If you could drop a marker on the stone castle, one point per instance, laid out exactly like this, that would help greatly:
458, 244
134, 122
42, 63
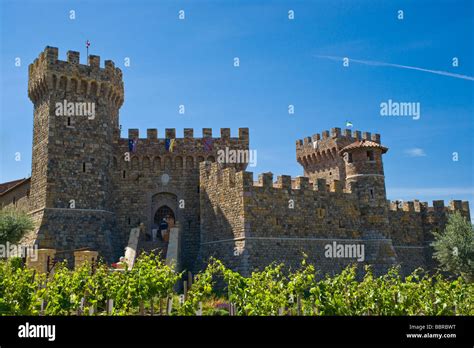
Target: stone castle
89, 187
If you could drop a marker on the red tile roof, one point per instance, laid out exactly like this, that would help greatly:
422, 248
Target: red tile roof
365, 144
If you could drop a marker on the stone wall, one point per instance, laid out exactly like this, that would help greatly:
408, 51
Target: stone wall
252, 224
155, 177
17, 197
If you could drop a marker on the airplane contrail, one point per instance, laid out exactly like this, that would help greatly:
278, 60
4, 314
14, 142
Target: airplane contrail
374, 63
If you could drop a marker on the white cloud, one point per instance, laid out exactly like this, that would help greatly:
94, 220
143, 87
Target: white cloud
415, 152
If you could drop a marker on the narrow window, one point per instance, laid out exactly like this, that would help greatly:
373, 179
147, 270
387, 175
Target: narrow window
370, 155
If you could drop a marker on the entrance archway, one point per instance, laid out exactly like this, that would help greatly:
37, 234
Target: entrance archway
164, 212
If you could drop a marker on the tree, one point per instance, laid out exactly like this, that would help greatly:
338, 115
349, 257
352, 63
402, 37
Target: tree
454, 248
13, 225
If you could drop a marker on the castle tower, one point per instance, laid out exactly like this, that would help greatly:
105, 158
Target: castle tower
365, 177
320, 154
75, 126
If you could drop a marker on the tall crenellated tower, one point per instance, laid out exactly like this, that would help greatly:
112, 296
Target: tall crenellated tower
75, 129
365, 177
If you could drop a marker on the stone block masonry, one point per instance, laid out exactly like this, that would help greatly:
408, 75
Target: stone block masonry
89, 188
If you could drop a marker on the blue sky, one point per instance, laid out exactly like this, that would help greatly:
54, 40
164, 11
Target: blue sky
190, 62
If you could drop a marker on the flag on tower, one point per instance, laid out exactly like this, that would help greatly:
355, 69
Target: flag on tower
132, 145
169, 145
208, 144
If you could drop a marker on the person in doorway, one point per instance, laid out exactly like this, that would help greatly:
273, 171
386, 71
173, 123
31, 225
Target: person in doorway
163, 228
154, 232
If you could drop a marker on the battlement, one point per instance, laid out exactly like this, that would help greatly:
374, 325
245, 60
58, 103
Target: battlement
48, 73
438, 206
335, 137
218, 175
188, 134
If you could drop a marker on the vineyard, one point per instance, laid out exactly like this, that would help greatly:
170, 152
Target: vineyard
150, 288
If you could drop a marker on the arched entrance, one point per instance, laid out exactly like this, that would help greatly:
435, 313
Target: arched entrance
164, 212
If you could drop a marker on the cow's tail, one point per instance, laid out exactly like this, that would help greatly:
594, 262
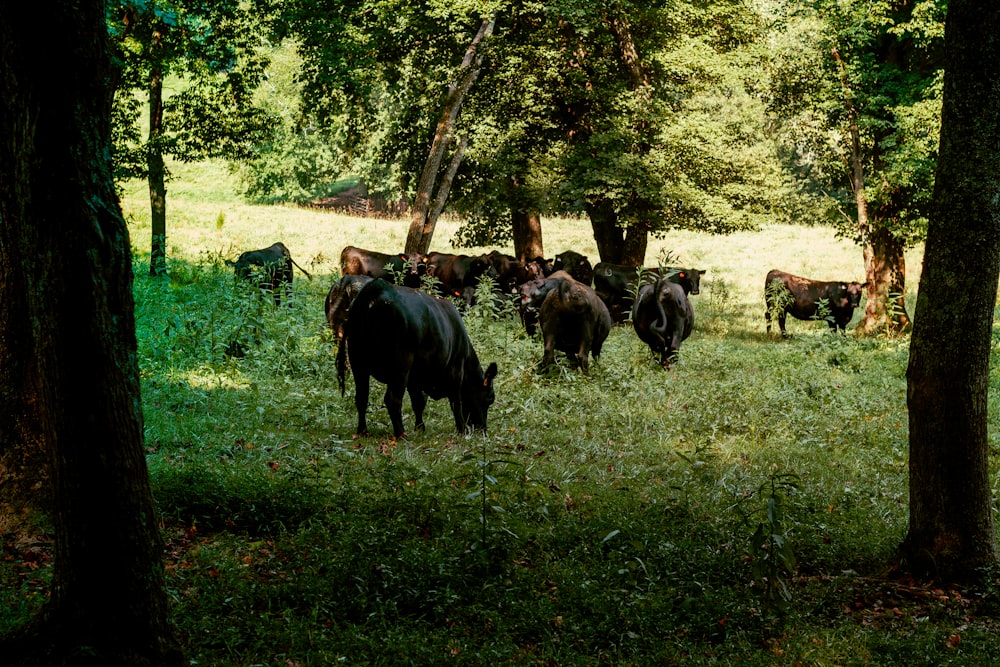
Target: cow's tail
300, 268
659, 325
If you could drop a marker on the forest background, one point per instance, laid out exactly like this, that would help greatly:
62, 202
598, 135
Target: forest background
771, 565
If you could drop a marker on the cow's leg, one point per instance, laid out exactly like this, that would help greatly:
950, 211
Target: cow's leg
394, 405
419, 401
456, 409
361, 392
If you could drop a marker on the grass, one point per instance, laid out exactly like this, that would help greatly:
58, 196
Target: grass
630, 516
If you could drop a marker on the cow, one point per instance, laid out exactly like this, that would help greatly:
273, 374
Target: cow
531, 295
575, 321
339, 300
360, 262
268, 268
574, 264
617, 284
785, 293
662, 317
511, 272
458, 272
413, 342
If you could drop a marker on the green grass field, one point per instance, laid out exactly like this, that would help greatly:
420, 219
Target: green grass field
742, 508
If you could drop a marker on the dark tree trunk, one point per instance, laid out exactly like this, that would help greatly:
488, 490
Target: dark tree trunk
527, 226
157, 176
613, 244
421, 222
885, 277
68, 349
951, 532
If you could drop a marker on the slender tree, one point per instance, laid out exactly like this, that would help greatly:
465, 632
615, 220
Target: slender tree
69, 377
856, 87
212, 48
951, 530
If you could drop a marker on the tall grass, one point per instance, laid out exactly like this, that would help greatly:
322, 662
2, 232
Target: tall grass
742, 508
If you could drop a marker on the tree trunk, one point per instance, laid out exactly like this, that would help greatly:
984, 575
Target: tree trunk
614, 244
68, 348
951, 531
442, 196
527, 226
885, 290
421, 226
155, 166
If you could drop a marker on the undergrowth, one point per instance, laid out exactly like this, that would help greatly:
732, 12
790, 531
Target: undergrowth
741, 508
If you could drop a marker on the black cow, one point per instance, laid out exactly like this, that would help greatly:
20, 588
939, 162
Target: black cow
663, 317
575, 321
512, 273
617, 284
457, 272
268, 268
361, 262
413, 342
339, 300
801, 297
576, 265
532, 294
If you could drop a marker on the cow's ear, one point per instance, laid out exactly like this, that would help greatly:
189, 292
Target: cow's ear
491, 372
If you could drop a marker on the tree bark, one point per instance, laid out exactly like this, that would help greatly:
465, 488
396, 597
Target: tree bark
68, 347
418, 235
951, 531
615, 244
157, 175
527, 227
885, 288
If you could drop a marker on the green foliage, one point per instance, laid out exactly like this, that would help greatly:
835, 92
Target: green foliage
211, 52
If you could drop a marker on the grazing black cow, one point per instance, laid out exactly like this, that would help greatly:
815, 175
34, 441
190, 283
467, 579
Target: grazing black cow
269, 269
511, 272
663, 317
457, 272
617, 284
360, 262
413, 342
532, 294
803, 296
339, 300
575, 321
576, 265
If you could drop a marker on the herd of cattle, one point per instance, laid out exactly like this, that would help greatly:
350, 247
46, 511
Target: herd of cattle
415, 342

□ □ □ □ □ □ □

Replicate the material above verbatim; images stay out of the copy.

If you could drop a marker on the stone castle, one point per instance, laid out exactly like this, that would help greatly:
458, 244
134, 122
42, 63
Target: stone castle
89, 187
If you could drop a marker on the red tile roof, one point per instance, laid out exactly like this, that would help greatly:
422, 248
Target: red tile roof
365, 144
If you could drop a marker on the stone wall, one point per instance, laid out exactly like this, that would help greatly:
408, 51
Target: stone wall
252, 224
155, 177
17, 197
If you could drop a marker on the airplane contrail, one point per instance, laid out exactly like this, that would help greatly:
278, 60
4, 314
14, 142
Target: airplane contrail
374, 63
If you could drop a marker on the white cloud, one point per instance, laid out exactly like this, that would help greatly:
94, 220
143, 87
Target: white cloud
415, 152
If you could drop a marker on the narrow window, one point per instance, laid out exactly like this, that would help greatly:
373, 179
147, 270
387, 175
Target: narrow window
370, 155
If you could drop a marker on the entrance archway, one point per instance, laid out exactly like this, that would help greatly:
37, 234
Target: entrance archway
164, 212
If you could drop a marker on the tree, one point per instance, laid out exactly like this, that would help greatly:
338, 115
349, 257
352, 63
402, 37
Target: tree
454, 248
13, 225
If you could drop a marker on the castle tower, one point per instance, laid out exactly like this, that would help greatly:
105, 158
Target: castle tower
365, 177
320, 154
75, 126
If you could drop a marker on the tall crenellated tower, one point per instance, laid out exactly like this, that would help greatly:
112, 296
Target: tall crenellated tower
75, 129
365, 177
If you could drop a marker on the stone block masonry, one point per instance, laid out exactly like this, that would help greatly:
408, 75
Target: stone block masonry
89, 188
If you could drop a marker on the blue sky, one point per instance, laid out exactly like this, that would help greatly:
54, 40
164, 11
Target: blue sky
190, 62
If you could drop a marker on the flag on tower, one point per instance, laid out exactly like this, that would help greatly:
355, 69
Target: flag on tower
132, 145
169, 145
208, 144
If you could drop a marker on the person in doorway, one point per instance, laid out exactly like this, that would help greatly:
273, 171
386, 71
173, 123
31, 225
Target: person in doorway
163, 228
154, 232
If you could drop a marker on the battlement, one point per instance, laid out exactly like this, that would help greatly:
374, 325
245, 60
58, 103
Target: battlement
48, 73
438, 206
335, 137
218, 175
188, 134
If you could drop a marker on the vineyard, one point per instance, laid out exactly like this, that would help greatly:
170, 152
Target: vineyard
150, 288
If you could drop a marker on the arched entrance, one point per instance, laid out exactly like this, that would help greatly:
435, 313
Target: arched entrance
164, 212
If you could drop a marker on the cow's tail, one point per instance, laid out exactly like this, that would help greatly:
594, 262
Target: cow's tail
300, 268
659, 325
If you could drop a marker on the forest background, one point per instance, laid out exactly like this, that would help greatly:
62, 202
598, 135
Target: forest background
771, 565
If you could drop a marker on the cow's leg, one point per instance, laid out exactly like this, that would help greatly:
950, 211
Target: cow's leg
394, 405
419, 401
456, 409
361, 392
If you could drop a marker on the grass, one point per instance, laid out exactly like this, that would help greatly:
58, 196
Target: grass
630, 516
If you could drop a marker on the cow, one point per instance, laid out exactly like this, that would help greatly:
273, 374
Target: cow
531, 295
575, 321
339, 300
360, 262
268, 268
574, 264
617, 284
785, 293
662, 317
511, 272
458, 272
413, 342
If you could drop a marker on the green grass field, one point per instance, laid out exactly like this, that would help greatly:
420, 219
Target: green grass field
742, 508
If you could drop a marker on the dark tree trunk, one point per instance, laid out exactly like this, that would help greatly:
488, 490
Target: dark tree trunk
527, 226
157, 176
613, 244
421, 222
885, 277
68, 349
951, 532
If you could drop a marker on the slender tree, one point per instance, laid out exactly like this, that would help greatly:
465, 632
615, 220
Target: slender tree
69, 377
856, 87
212, 48
951, 530
If you could drop a marker on the tall grass, one point per instance, laid out exactly like this, that would help greatly:
322, 662
2, 232
Target: tall grass
742, 508
If you could drop a marker on the tree trunk, one point per instance, laid out exactly like this, that would help greatly:
984, 575
Target: tree trunk
614, 244
68, 348
951, 531
442, 196
527, 226
885, 290
421, 226
155, 166
If you could drop a marker on the undergrowth, one point per instance, laid out exactly like this, that would help greatly:
732, 12
790, 531
Target: undergrowth
741, 508
If you could drop a marker on the black cow, one point per instance, laid out exactly like this, that would help greatly:
20, 588
939, 162
Target: black cow
663, 317
575, 321
512, 273
617, 284
457, 272
268, 268
361, 262
413, 342
339, 300
801, 297
576, 265
532, 294
If you could drop a marker on the cow's ear, one point per instance, laid out exactly like this, that would help greatly:
189, 292
Target: cow's ear
491, 372
If you could drop a marker on the tree bark, one point per instance, laid out exactly like this, that would help greatly:
465, 488
396, 597
Target: tree bark
68, 347
418, 235
951, 531
615, 244
157, 175
527, 227
885, 288
If you could drop a marker on the green foliage, one point per instance, laid out exactly like this, that would help greatly:
835, 92
Target: green foliage
211, 52
If you could drop a marker on the grazing black cow, one point per instance, laid out exactly like this, that would help greatly:
815, 175
34, 441
190, 283
467, 579
Target: grazing black cow
269, 269
511, 272
663, 317
457, 272
617, 284
360, 262
413, 342
532, 294
803, 296
339, 300
575, 321
576, 265
If you could drop a marker on the herd of cattle, one point per instance, laid out exactly like this, that would help greatly:
350, 247
46, 511
Target: herd of cattle
415, 342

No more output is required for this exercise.